# [Requirement]
Starting from the line containing "[mark] the velvet", write out every remaining line exactly, the last one included.

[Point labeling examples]
▼▼▼
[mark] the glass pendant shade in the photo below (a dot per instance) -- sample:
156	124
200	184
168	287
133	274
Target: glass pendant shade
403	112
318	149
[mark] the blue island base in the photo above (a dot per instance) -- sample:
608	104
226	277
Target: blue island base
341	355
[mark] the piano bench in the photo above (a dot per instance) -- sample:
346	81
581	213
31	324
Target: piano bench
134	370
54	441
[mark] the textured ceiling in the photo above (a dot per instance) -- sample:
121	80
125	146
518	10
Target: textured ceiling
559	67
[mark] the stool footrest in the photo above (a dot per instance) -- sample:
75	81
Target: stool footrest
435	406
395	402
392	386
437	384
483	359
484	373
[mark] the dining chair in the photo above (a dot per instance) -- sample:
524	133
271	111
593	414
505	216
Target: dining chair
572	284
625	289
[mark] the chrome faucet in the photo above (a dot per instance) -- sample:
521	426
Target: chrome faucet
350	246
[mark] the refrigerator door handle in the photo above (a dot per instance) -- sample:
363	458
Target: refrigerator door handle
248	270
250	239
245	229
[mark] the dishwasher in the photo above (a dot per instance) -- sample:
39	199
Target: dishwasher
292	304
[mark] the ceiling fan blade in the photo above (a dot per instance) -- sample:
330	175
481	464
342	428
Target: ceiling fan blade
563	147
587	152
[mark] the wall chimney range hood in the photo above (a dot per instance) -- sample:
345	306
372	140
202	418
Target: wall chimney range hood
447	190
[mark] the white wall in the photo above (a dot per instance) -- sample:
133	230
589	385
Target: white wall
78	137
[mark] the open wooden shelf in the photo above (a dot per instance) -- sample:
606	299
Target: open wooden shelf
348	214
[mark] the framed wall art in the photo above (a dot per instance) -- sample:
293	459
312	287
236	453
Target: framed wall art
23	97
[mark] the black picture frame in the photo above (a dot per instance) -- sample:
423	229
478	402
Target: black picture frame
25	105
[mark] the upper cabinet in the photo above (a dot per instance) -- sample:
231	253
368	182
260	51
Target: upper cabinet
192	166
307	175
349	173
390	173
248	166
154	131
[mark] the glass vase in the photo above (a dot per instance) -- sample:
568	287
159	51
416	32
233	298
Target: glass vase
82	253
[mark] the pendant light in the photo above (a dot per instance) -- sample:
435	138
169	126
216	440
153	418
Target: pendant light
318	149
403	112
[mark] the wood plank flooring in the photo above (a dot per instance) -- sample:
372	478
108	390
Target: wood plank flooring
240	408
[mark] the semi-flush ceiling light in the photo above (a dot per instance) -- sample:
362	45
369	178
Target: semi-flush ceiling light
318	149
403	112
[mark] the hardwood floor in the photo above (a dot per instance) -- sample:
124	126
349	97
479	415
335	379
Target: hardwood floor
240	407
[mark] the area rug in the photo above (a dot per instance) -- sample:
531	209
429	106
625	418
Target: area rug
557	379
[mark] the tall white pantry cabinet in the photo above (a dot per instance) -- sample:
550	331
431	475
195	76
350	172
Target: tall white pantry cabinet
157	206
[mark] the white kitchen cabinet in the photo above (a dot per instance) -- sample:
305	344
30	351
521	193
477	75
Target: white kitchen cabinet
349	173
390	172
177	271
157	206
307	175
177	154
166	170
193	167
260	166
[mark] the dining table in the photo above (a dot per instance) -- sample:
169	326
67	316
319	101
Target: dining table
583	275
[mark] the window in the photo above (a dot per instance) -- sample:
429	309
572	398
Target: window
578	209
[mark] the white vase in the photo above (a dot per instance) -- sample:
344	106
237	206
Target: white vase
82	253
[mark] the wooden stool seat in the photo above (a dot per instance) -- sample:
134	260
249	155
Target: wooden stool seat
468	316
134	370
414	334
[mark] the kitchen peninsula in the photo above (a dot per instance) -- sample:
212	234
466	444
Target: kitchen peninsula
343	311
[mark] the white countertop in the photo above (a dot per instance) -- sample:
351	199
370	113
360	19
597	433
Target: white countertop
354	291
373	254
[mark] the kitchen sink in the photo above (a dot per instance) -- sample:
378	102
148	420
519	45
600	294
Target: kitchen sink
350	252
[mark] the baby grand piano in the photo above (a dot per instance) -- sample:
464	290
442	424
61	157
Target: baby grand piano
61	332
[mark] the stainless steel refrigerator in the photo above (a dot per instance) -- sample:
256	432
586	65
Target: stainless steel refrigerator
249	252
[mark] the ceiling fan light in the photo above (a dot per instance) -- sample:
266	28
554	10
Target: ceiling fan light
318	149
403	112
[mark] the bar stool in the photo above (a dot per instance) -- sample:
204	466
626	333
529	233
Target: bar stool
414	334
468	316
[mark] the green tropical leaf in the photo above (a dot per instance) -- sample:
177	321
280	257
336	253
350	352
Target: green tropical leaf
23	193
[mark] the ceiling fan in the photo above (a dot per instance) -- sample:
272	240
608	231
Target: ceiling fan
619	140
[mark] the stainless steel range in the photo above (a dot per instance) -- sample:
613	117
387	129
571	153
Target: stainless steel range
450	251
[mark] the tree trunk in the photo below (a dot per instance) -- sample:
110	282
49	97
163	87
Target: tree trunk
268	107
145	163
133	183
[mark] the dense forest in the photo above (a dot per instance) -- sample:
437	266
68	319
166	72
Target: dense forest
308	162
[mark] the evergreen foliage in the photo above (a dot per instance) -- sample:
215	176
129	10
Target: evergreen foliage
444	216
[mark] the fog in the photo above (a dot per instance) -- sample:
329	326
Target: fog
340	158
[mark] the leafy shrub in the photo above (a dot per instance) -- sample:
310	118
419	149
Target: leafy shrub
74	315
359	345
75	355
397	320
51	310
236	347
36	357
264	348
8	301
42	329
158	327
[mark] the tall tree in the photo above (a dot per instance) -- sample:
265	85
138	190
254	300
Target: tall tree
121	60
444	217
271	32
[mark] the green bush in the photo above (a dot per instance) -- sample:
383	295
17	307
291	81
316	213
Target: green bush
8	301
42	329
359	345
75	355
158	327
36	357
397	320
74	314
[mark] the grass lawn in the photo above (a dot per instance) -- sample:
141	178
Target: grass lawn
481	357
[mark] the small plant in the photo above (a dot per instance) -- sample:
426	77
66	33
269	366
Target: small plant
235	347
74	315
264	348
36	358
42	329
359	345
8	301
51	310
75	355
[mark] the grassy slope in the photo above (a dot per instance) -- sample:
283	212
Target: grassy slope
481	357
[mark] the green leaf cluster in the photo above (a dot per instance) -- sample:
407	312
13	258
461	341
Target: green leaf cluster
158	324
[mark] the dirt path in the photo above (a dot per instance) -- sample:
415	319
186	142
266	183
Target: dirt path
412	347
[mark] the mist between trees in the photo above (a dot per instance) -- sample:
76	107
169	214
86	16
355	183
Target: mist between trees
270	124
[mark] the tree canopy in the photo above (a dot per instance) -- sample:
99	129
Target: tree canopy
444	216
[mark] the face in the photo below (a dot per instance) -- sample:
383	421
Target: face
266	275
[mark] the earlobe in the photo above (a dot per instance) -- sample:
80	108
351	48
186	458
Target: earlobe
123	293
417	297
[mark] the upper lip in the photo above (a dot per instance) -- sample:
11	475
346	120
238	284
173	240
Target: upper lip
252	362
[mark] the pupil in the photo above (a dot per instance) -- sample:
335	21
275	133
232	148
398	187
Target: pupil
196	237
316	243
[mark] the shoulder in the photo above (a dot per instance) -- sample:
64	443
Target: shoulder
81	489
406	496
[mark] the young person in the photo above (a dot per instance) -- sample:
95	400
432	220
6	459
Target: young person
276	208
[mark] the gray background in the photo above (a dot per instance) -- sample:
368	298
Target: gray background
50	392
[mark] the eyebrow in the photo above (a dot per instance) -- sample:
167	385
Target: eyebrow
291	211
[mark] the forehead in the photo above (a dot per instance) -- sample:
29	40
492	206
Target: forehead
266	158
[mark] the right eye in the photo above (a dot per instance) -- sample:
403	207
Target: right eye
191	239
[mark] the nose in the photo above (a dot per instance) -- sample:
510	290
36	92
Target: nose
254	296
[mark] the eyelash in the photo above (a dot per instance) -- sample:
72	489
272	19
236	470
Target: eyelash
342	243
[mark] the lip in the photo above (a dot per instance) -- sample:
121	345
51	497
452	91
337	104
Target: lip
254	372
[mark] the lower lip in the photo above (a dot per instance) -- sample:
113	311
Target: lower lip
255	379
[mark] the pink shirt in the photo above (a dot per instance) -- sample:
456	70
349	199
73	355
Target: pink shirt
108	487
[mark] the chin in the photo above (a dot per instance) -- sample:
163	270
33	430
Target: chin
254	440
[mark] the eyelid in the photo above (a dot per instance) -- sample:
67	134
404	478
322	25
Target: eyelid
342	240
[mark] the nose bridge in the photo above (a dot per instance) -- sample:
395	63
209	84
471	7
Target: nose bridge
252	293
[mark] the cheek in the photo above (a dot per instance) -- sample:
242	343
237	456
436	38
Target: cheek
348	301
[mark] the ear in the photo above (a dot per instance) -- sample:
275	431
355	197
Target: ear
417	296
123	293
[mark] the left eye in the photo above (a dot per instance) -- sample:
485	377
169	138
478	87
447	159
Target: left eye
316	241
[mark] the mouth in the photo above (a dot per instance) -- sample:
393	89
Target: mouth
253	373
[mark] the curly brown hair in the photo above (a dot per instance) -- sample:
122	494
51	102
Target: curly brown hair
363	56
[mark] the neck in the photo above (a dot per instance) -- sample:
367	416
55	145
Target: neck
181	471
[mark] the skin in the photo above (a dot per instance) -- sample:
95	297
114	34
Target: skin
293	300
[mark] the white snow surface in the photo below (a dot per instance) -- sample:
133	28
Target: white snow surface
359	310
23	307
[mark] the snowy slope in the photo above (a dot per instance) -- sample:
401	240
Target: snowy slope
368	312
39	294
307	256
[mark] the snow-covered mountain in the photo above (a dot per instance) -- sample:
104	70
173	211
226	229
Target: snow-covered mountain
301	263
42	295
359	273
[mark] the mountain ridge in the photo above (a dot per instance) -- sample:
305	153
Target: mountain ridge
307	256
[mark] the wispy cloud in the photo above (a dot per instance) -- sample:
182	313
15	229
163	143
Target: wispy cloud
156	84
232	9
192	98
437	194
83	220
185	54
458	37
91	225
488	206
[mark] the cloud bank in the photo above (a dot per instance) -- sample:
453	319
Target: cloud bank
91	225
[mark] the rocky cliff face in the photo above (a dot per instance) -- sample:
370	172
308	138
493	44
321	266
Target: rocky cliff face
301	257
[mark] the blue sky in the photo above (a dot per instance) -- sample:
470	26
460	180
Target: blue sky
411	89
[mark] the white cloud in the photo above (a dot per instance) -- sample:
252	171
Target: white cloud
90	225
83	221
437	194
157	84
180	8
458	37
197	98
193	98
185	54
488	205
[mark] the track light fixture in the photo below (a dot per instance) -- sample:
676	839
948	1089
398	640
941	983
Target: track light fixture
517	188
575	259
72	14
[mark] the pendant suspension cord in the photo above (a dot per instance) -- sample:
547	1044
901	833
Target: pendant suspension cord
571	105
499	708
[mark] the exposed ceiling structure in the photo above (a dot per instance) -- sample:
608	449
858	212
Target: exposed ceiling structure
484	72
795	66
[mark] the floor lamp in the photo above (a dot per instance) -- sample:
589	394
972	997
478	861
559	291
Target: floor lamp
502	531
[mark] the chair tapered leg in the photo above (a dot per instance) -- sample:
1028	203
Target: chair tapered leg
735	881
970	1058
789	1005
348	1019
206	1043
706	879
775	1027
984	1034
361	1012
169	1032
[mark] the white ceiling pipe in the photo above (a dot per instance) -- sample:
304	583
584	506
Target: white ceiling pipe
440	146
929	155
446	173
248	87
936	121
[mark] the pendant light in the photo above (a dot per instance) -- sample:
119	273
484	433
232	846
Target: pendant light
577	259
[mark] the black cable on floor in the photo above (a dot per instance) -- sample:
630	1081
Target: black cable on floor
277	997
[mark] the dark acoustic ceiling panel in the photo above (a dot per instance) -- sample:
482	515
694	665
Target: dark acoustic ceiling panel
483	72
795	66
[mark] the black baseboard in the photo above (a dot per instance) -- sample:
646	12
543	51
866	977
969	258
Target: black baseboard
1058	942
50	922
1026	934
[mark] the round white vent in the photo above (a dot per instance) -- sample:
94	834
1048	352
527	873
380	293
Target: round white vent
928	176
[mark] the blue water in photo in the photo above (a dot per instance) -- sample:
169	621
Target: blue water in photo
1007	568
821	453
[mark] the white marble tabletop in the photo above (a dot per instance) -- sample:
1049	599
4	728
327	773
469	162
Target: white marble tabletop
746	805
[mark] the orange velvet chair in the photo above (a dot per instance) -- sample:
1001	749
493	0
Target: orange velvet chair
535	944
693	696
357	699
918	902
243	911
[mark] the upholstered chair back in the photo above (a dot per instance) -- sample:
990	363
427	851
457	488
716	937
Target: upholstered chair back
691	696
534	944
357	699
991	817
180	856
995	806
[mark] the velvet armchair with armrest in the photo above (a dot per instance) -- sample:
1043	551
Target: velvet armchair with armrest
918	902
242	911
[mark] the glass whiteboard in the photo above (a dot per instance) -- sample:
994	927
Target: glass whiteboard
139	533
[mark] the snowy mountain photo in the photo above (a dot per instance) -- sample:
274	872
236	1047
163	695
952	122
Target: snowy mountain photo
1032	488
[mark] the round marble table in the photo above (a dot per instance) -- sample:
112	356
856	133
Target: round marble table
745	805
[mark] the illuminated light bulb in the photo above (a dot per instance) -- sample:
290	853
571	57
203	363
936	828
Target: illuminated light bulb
▲▲▲
# [Finished answer]
[mark] the velvet armchair with armrest in the photo above (a dot per instance) -- sample:
1043	551
Target: velvet armchair with armrest
918	902
242	911
[mark] the glass whiteboard in the photo above (a dot per instance) -- sample:
994	927
Target: glass whiteboard
139	533
[mark] the snowy mountain photo in the photo above (a dot per instance) -- sample:
274	872
236	1047
163	695
952	122
Target: snowy mountain photo
1032	488
[mark] the round marble table in the photo above (a dot per instance) -- sample:
112	356
856	133
Target: round marble table
745	805
[mark] the illuminated light bulb in the photo above (a dot per instance) -- sample:
290	853
571	57
203	363
936	828
Target: illuminated light bulb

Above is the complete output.